• What needs to be done
Determine the number of lines in these entries that hold the word "potato". Give the number and nothing more.

Image-grounded pointing data
__________________________________________________
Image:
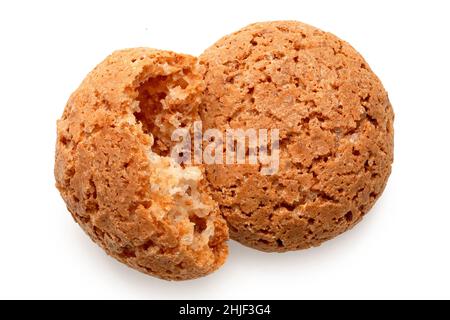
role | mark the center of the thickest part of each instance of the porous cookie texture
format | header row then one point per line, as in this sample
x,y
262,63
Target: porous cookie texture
x,y
336,133
114,173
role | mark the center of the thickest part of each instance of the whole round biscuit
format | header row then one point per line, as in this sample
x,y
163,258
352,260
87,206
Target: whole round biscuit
x,y
336,133
113,171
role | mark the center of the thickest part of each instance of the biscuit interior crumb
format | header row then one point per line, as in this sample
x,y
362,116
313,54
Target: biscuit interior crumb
x,y
162,109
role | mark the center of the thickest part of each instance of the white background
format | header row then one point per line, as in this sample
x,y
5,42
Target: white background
x,y
400,250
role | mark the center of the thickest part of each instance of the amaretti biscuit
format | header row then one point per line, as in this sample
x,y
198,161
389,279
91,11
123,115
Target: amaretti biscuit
x,y
114,170
336,133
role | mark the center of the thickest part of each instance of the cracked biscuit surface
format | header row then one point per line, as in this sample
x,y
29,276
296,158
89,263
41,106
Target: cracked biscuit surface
x,y
336,133
113,171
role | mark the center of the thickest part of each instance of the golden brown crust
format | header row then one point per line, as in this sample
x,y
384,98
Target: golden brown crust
x,y
336,133
104,173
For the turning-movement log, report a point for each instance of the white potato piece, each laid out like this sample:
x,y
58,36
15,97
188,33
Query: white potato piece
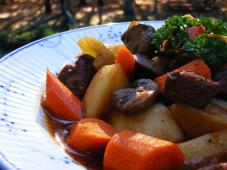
__________________________________________________
• Solution
2